El ejercicio crítico y la autobiografía son escrituras menos distantes de lo que podría suponerse. Leer a otro supone leer con él, o contra él, pero siempre involucrando una subjetividad en la que se intersectan saberes disciplinarios e interdisciplinarios, inquietudes intelectuales y obsesiones propias (conscientes e inconscientes); todo lo cual se moviliza en relación con los elementos que provee ese otro (otro texto / otro cuerpo) que se ofrece a la lectura. Es precisamente desde este lugar de cruces que caracteriza al trabajo crítico, entendido como una praxis creativa que genera una escritura a partir de otra escritura, y que por lo tanto pone enjuego un deseo: escribir para hablar de otro pero, inevitablemente, también para hablar sí mismo, desde donde quiero acercarme a Borgeana, el libro de Grínor Rojo que presentamos hoy.

 

En este recorrido, lo primero que llama mi atención son los ecos que, desde este texto, evocan preocupaciones que han perseguido a nuestro autor a lo largo de varios años, algunas de las cuales se han plasmado en los libros que él ha producido en la última década: el problema de las identidades, la cuestión nacional y sus derivas en tiempos de globalización, la relación cultural entre metrópolis y áreas periféricas, la problematización del canon literario considerando esa misma relación cultural asimétrica entre países, los nuevos enfoques teórico-críticos que, en las cuatro últimas décadas, están produciendo la renovación de los estudios literarios tras la crisis del estructuralismo y el marxismo dogmático2.

_Instrucciones_:
1 - Según el texto proporcionado sobre Borgeana, ¿cuál es el título del libro de Grínor Rojo que se presenta?
2 - Escribe la continuación del texto proporcionado sobre Borgeana a partir de su última oración.

_Listado sin procesar_:
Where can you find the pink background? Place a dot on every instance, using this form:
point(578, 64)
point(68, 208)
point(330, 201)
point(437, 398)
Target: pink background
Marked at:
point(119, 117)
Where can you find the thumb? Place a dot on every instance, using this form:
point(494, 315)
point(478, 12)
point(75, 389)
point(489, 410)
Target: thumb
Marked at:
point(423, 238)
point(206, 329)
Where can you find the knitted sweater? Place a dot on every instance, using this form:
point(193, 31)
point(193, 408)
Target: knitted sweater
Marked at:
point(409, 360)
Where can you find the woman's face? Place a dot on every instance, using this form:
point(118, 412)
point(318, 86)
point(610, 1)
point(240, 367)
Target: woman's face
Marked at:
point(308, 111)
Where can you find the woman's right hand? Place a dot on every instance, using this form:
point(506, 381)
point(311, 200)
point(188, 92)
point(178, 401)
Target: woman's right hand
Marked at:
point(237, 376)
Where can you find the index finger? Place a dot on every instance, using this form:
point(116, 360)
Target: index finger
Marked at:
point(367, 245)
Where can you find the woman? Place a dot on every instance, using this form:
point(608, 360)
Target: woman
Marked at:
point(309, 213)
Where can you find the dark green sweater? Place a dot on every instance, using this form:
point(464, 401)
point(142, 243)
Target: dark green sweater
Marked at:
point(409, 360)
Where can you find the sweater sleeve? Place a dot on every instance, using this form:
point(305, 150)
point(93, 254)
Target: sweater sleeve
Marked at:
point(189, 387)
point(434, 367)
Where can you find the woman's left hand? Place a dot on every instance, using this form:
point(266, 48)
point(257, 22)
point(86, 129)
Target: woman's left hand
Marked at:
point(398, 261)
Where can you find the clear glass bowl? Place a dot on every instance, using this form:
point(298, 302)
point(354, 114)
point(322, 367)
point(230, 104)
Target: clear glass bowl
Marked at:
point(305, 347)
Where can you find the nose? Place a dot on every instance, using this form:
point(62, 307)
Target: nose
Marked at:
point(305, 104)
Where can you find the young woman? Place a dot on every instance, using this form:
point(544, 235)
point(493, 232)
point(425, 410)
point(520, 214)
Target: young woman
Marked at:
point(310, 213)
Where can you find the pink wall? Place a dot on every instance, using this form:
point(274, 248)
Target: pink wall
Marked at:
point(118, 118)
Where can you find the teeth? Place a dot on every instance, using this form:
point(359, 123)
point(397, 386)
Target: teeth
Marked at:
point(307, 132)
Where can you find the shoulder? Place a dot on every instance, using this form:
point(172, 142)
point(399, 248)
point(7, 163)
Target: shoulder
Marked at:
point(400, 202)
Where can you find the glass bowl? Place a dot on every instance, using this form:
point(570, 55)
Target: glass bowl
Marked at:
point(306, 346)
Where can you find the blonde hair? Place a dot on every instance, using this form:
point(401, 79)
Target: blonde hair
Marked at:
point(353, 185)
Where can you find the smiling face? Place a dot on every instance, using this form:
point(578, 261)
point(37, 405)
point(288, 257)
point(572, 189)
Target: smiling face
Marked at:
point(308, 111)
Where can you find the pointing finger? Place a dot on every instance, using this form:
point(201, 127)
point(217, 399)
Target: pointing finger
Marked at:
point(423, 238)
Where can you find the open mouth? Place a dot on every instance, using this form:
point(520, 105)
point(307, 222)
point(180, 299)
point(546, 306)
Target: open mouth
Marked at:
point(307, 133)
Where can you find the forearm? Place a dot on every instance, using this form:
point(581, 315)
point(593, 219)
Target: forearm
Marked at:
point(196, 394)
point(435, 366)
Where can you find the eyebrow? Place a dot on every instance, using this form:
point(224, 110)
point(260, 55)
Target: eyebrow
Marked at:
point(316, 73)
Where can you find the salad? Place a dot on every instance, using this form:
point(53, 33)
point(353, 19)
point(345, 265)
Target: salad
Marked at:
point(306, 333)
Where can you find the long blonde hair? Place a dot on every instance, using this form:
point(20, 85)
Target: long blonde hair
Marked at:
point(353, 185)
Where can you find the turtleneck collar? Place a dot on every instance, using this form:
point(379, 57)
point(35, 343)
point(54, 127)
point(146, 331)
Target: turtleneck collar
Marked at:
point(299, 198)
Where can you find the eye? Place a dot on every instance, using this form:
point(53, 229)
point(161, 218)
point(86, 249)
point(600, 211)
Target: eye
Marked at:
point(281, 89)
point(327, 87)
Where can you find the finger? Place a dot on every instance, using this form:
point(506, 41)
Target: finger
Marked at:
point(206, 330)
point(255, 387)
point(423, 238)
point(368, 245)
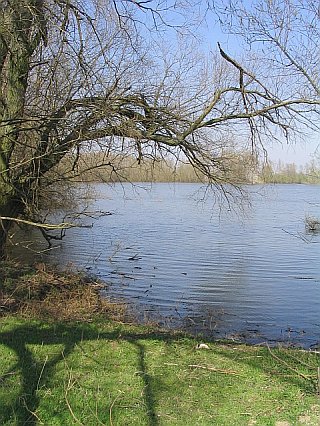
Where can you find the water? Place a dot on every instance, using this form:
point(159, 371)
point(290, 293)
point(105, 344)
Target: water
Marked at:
point(251, 275)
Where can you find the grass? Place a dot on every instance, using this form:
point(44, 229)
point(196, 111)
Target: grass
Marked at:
point(100, 371)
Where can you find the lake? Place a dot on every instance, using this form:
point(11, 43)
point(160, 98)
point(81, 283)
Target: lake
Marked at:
point(251, 275)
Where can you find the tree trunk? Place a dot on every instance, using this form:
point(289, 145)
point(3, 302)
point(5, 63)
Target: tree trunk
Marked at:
point(9, 207)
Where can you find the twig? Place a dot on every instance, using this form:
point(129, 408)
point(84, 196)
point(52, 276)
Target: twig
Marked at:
point(111, 407)
point(43, 367)
point(218, 370)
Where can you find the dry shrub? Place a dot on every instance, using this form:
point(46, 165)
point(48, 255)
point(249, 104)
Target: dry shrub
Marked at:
point(64, 296)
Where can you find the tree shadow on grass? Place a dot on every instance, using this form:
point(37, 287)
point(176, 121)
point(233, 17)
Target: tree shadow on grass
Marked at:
point(68, 335)
point(32, 372)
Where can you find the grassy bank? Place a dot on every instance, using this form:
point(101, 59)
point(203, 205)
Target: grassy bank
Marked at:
point(91, 368)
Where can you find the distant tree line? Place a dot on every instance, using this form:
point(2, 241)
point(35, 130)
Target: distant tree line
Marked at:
point(290, 173)
point(241, 167)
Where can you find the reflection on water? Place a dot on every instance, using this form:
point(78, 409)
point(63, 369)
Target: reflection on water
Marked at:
point(250, 275)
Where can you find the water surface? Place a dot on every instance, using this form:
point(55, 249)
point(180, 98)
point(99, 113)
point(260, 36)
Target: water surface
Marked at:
point(253, 276)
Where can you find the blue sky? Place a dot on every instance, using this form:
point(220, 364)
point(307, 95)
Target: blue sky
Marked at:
point(304, 149)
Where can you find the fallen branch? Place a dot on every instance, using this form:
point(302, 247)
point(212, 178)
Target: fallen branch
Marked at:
point(63, 225)
point(287, 365)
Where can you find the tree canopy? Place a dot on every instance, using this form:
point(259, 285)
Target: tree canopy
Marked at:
point(100, 75)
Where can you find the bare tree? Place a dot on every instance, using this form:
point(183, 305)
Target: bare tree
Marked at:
point(86, 75)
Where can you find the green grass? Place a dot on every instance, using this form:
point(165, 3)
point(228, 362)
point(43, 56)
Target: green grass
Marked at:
point(107, 373)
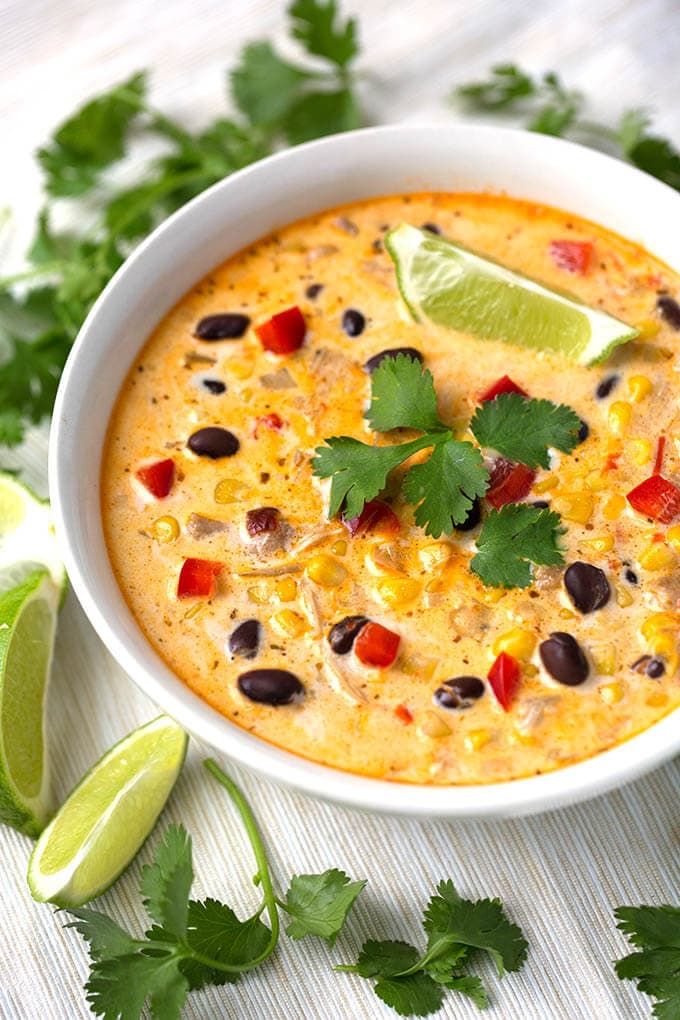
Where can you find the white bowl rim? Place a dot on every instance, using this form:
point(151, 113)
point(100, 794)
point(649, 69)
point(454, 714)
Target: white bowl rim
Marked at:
point(569, 783)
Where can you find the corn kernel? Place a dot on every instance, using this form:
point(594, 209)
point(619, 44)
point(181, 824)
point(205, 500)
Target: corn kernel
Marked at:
point(602, 544)
point(289, 623)
point(657, 557)
point(325, 570)
point(165, 529)
point(576, 507)
point(638, 452)
point(430, 724)
point(544, 485)
point(518, 643)
point(648, 328)
point(604, 658)
point(285, 590)
point(476, 740)
point(673, 536)
point(611, 694)
point(639, 387)
point(614, 507)
point(396, 592)
point(434, 555)
point(230, 491)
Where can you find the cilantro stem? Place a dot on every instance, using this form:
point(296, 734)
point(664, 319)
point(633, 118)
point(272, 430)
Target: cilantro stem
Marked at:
point(260, 855)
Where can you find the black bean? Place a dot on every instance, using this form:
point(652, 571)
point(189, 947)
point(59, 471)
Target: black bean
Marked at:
point(354, 322)
point(460, 692)
point(472, 519)
point(214, 386)
point(225, 325)
point(344, 633)
point(261, 520)
point(605, 388)
point(563, 658)
point(587, 587)
point(410, 352)
point(213, 442)
point(245, 640)
point(270, 686)
point(655, 668)
point(670, 310)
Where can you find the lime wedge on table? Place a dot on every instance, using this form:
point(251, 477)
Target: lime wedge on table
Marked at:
point(104, 821)
point(28, 622)
point(452, 287)
point(27, 536)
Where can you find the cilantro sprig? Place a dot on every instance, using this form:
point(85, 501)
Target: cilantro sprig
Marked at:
point(414, 983)
point(277, 102)
point(655, 931)
point(443, 487)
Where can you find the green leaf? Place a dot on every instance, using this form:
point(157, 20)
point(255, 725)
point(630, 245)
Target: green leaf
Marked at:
point(514, 538)
point(319, 904)
point(479, 924)
point(445, 487)
point(403, 396)
point(215, 931)
point(316, 26)
point(264, 87)
point(165, 884)
point(359, 471)
point(413, 996)
point(506, 87)
point(524, 429)
point(118, 987)
point(92, 139)
point(318, 113)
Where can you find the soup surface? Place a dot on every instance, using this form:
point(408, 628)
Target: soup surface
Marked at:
point(294, 574)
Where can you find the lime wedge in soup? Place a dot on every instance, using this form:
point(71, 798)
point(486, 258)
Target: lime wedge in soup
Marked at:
point(451, 287)
point(104, 821)
point(28, 623)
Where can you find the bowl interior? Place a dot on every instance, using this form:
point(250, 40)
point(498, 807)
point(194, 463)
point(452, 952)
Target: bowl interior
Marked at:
point(232, 214)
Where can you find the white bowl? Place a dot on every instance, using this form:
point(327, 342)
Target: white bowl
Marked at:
point(223, 219)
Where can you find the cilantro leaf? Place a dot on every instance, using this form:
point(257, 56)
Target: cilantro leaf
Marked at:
point(92, 139)
point(359, 471)
point(165, 884)
point(319, 904)
point(524, 429)
point(511, 540)
point(314, 23)
point(445, 487)
point(403, 396)
point(480, 924)
point(656, 932)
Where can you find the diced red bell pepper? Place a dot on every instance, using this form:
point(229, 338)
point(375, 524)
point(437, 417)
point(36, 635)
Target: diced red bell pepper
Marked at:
point(504, 385)
point(504, 677)
point(573, 256)
point(198, 578)
point(157, 477)
point(657, 498)
point(376, 646)
point(283, 333)
point(376, 517)
point(509, 482)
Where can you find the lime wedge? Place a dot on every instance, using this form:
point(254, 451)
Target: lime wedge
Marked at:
point(100, 827)
point(28, 622)
point(27, 536)
point(452, 287)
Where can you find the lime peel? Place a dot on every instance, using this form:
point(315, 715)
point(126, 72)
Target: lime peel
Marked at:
point(445, 284)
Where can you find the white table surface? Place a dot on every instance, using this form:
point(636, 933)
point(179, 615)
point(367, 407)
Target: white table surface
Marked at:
point(560, 874)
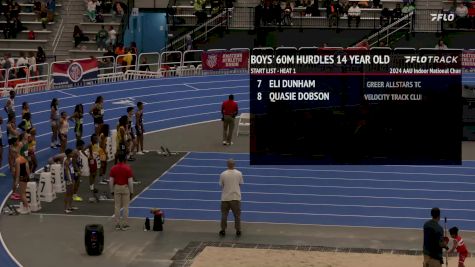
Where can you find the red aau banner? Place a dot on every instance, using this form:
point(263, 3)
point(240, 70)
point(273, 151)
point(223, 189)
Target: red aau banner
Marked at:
point(225, 60)
point(75, 72)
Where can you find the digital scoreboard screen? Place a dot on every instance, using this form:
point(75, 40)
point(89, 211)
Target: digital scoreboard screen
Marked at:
point(350, 106)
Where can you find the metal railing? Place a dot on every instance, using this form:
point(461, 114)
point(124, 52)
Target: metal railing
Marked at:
point(171, 64)
point(124, 23)
point(403, 24)
point(59, 33)
point(201, 31)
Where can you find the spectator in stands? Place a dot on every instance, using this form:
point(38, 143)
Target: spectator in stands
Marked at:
point(51, 6)
point(119, 8)
point(31, 35)
point(397, 12)
point(112, 37)
point(385, 17)
point(40, 59)
point(461, 13)
point(127, 62)
point(354, 12)
point(441, 45)
point(32, 65)
point(79, 36)
point(44, 16)
point(7, 30)
point(22, 64)
point(9, 61)
point(99, 7)
point(200, 13)
point(119, 51)
point(91, 10)
point(17, 26)
point(101, 39)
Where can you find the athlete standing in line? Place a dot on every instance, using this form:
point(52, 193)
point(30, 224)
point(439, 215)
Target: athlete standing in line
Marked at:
point(97, 113)
point(54, 118)
point(130, 131)
point(78, 120)
point(139, 128)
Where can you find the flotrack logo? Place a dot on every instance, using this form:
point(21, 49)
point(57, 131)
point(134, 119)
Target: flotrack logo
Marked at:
point(443, 17)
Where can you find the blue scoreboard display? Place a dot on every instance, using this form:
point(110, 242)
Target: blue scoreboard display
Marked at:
point(351, 106)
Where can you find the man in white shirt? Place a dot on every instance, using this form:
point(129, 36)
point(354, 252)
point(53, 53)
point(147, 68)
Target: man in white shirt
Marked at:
point(230, 181)
point(354, 12)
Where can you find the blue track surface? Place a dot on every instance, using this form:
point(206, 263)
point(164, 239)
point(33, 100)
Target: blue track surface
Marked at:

_Resultados esperados_:
1 - Borgeana.

2 -
Pero, junto con estos ecos, también percibo en el libro otras reverberaciones, que tienen más que ver con la presencia en el texto de la huella de una experiencia, la de un cierto placer de la lectura, al que Rojo se dispone cada vez que vuelve a Borges. Por mi parte, imagino ese placer como el efecto de un doble reencuentro. El primero me parece ligado a la dicha implícita en el adentrarse en la aventura, siempre azarosa y siempre apasionante, del desciframiento de un enigma textual. El segundo lo asocio con la seducción que parece ejercer en el crítico la indagación en otro misterio, no menos arráyente que el anterior, y que es el que le presenta el sujeto productor de la escritura. Un personaje que quiso dibujarse a sí mismo mediante una construcción tan artificiosa como la que ofrecen sus relatos (a estos fines, solo basta recordar el cuento "Borges y yo"), y al que Rojo perseguirá (detectivesca, borgeanamente) a través de los rastros que aquél va dejando en los pliegues de sus escondites retóricos, sean éstos los de la ficción narrativa o los (en buena medida, también Acciónales) de la autobiografía.

 

Antes de entrar a la propuesta de lectura que este libro nos ofrece, quisiera apuntar, sin embargo, algunas notas sobre el lugar que Rojo demarca para sí dentro del escenario crítico, ciertamente amplio, que se ha ido configurando en torno a la obra del escritor argentino. Fiel al estilo polémico que le es característico, y apelando a un lenguaje que, en busca de la complicidad del lector, reniega de los tecnicismos, aunque a veces deba recurrir a ellos, Rojo leerá a Borges a contrapelo, y no pocas veces en contra, tanto de las interpretaciones canonizadas como de las nuevas modas dominantes en el campo crítico. Si, por un lado, no le seduce especialmente ni el enfoque ni la jerga estructuralista desde la que muchos han trabajado, incluso concediéndole crédito a la rigurosidad de algunos análisis, como los de Jaime Alazraki y Guillermo Gotschlich (48-49), por otro lado, cuestiona abiertamente aquellas versiones que quieren hacer del cuentista un postmoderno avant-la lettre, que habría inaugurado en América Latina, en la primera mitad del siglo XX, un fenómeno que ni siquiera se anunciaba todavía en los centros metropolitanos del poder cultural (Alfonso de Toro 14).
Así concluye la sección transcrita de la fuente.